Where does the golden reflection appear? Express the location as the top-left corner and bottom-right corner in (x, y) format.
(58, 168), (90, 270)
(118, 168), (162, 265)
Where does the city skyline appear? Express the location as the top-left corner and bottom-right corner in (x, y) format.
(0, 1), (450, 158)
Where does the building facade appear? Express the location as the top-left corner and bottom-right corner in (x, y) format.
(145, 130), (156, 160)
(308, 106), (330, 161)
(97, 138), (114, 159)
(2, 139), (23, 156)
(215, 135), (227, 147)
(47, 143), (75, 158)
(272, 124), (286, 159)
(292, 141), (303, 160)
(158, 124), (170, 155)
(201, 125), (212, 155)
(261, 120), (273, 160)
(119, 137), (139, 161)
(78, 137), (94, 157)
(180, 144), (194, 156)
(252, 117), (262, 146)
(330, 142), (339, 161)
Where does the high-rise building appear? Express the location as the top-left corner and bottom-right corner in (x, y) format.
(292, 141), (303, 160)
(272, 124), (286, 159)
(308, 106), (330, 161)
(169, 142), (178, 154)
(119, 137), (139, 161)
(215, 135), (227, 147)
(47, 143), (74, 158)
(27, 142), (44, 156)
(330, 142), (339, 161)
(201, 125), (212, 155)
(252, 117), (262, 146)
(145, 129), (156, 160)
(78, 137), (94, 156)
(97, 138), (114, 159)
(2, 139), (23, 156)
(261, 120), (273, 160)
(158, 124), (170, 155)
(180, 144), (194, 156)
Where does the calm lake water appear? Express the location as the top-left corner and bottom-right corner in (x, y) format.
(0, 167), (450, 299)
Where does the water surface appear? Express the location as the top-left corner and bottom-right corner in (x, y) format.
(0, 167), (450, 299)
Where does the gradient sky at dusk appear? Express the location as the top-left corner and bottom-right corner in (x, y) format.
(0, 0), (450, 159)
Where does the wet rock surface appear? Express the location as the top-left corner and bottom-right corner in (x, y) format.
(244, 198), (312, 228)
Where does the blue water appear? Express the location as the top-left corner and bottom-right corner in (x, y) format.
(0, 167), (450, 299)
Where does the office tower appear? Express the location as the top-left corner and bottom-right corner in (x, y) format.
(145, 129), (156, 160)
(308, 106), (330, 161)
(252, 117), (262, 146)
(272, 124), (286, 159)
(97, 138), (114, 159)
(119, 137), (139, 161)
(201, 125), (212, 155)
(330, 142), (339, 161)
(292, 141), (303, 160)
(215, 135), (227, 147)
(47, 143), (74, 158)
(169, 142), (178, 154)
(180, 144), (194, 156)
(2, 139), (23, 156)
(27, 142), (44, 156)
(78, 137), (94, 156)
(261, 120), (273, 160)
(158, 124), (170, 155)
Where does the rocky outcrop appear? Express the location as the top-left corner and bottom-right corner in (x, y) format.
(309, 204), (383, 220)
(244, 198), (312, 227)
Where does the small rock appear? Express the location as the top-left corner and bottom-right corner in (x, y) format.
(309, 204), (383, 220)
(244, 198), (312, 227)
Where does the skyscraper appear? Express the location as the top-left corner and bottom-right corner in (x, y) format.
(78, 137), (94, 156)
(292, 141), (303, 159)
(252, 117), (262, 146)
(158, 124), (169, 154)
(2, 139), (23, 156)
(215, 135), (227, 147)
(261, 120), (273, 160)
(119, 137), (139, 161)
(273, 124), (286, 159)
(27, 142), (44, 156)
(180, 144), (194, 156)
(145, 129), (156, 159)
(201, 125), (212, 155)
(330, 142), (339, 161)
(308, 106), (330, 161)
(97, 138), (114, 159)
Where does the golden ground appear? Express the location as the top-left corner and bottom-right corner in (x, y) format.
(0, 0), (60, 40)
########
* PROBLEM TO WORK ON:
Could you repeat the stretch of data from the line containing "Where does the calm" through the line containing "(244, 198), (312, 228)", switching "wet rock surface" to "damp rock surface" and leaving everything else unchanged?

* FINISHED TASK:
Where does the calm lake water appear? Express the location as the top-left corner and bottom-right corner in (x, y) format.
(0, 167), (450, 299)
Where does the water surface appear? Express the location as the top-left corner and bottom-right corner in (x, y) format.
(0, 167), (450, 299)
Where does the gradient sky at dusk appear? Express the location as the top-left corner and bottom-right corner in (x, y) format.
(0, 0), (450, 159)
Where does the damp rock surface appear? Express the location as the top-left corner and bottom-right corner in (x, y) format.
(244, 198), (312, 228)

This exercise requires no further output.